(Extracted entries Opens)

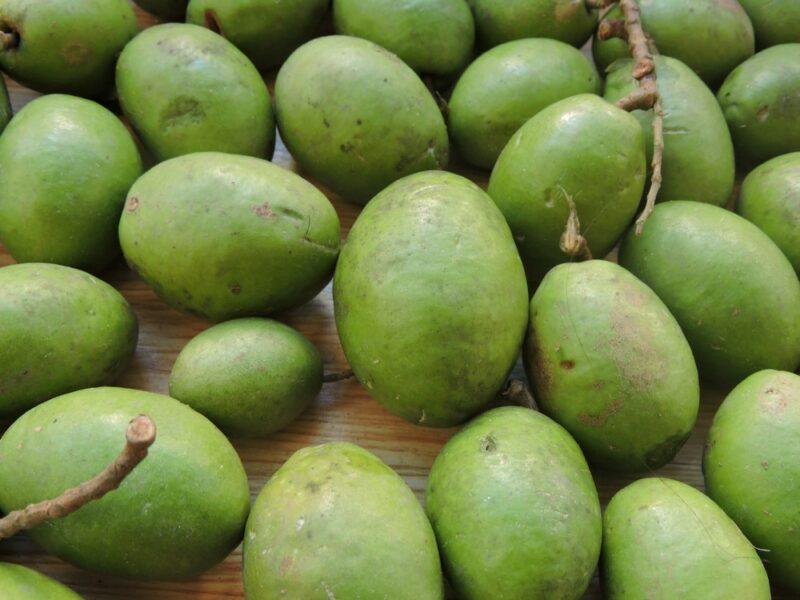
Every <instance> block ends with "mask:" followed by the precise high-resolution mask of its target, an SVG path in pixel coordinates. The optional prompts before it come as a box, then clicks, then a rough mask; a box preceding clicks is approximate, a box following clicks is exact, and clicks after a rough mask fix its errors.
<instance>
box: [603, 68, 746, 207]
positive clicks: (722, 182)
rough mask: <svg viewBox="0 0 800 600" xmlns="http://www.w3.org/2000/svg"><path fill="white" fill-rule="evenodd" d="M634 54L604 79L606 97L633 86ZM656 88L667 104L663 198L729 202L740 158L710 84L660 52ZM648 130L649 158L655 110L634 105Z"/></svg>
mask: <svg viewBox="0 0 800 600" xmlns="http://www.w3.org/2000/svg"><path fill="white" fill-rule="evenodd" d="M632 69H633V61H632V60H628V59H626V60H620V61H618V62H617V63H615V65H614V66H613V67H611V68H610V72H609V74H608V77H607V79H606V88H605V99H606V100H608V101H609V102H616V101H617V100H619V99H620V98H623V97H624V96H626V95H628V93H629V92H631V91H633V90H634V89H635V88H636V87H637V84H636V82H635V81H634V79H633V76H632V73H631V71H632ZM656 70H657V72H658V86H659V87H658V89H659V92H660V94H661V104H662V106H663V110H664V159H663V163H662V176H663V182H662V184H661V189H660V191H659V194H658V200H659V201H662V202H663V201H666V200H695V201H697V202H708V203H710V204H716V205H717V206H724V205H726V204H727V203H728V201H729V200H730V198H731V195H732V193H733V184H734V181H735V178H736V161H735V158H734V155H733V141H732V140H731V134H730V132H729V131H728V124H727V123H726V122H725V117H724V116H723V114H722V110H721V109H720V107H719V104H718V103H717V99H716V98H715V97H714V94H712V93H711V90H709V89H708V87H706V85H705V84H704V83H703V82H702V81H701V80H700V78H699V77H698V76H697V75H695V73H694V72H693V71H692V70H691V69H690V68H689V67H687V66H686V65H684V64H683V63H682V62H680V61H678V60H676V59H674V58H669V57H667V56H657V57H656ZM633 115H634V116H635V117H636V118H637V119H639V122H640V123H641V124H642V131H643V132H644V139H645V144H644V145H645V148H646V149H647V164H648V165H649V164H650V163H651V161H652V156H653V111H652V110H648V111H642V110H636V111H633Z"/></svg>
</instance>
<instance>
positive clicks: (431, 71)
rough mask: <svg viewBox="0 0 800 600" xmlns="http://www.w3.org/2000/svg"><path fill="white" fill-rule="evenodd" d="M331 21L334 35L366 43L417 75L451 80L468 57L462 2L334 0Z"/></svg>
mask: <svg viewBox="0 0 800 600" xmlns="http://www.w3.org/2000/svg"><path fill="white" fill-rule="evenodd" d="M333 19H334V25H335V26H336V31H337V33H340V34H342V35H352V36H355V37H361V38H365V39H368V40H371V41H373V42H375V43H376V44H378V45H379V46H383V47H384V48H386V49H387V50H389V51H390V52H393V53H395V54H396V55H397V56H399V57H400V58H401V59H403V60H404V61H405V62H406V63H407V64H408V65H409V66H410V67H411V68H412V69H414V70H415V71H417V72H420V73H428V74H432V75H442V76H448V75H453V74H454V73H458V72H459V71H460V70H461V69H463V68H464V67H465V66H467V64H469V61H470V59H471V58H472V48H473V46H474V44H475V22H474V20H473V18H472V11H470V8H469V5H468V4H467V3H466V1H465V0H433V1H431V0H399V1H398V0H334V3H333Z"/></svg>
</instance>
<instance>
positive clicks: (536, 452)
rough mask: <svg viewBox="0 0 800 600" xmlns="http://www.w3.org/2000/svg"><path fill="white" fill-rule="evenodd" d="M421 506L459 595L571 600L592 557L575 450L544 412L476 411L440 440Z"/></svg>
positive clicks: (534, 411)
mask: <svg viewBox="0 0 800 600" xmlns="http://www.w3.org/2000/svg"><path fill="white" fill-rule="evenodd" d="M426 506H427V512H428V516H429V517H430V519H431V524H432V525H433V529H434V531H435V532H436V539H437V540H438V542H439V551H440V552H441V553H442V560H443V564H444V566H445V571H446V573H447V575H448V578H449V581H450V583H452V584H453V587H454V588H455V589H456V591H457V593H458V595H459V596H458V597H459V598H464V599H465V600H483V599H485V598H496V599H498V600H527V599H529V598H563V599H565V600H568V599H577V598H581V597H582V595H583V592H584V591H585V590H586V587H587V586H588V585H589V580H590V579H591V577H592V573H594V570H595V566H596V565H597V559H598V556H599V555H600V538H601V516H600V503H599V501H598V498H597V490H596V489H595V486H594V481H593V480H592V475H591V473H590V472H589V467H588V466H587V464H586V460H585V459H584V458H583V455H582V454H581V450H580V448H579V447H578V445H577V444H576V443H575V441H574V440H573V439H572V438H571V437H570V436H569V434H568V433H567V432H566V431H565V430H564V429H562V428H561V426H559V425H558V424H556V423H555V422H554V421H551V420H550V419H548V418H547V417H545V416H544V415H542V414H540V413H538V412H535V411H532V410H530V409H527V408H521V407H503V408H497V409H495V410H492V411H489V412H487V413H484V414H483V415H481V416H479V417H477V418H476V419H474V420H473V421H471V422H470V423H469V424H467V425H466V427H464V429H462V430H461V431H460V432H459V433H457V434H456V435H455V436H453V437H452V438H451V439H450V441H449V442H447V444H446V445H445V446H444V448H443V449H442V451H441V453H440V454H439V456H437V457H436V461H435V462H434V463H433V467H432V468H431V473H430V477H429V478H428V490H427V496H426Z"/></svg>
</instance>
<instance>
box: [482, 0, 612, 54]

(Extracted entries Closes)
(Extracted entries Opens)

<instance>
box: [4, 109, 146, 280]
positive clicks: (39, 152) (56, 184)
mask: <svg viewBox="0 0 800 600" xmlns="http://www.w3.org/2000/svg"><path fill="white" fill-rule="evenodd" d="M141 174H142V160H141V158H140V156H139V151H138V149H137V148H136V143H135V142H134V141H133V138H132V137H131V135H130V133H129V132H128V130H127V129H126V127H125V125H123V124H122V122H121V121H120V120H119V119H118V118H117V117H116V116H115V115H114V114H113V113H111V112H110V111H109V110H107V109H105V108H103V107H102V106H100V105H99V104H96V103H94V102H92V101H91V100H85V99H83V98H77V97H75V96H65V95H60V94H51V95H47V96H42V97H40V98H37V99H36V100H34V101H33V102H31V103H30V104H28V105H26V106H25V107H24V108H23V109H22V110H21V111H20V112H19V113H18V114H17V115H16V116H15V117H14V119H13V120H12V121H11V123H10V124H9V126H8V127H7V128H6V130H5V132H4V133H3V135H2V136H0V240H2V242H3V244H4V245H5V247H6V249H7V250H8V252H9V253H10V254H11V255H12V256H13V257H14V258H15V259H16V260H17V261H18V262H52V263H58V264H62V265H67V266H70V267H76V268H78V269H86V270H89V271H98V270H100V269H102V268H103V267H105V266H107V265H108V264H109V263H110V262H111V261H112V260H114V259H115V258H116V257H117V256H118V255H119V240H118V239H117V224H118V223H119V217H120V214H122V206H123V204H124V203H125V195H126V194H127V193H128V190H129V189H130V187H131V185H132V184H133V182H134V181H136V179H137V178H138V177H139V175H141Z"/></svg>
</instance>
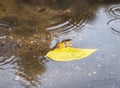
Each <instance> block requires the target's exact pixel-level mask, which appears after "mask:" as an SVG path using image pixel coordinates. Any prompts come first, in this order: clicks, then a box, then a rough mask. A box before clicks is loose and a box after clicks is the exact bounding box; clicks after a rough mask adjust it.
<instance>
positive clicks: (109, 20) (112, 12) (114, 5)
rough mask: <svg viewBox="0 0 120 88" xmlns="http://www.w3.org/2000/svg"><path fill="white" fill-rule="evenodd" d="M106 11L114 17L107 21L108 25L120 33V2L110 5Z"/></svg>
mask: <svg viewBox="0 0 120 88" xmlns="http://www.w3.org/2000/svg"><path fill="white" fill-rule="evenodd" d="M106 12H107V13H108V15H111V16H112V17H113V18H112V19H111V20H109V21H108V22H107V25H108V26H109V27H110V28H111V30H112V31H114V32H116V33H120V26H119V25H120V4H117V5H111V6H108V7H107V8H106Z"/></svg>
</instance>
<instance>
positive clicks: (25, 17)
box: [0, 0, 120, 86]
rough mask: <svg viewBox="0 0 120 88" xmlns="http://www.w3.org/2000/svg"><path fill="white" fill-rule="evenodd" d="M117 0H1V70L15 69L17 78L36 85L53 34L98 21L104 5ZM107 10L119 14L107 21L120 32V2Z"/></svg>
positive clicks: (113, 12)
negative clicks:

(Extracted entries Closes)

**Description of the task**
Report the number of lines in the listing above that hold the word "target", and give no other text.

**Problem solution**
2